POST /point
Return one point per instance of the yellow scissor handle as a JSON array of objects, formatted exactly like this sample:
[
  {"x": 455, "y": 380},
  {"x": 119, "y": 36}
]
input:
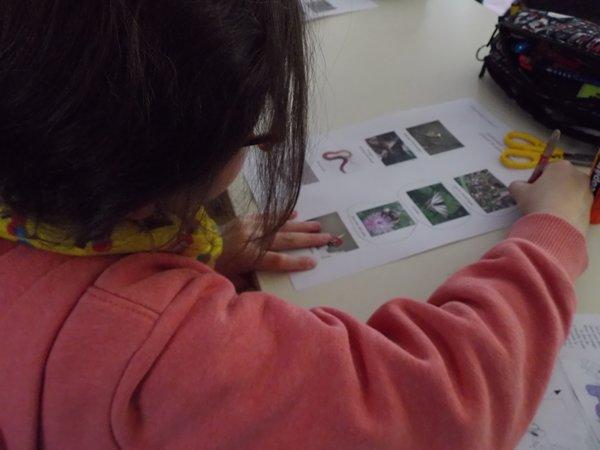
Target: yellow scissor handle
[{"x": 523, "y": 151}]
──────────
## What this task involves
Every line above should be reproduced exactly, please, with no pictures included.

## Task answer
POST /point
Return one point per instance of the yellow scissor handle as a JSON array of objects, formatted exactly like this sample:
[
  {"x": 455, "y": 380},
  {"x": 119, "y": 36}
]
input:
Target: yellow scissor handle
[{"x": 523, "y": 151}]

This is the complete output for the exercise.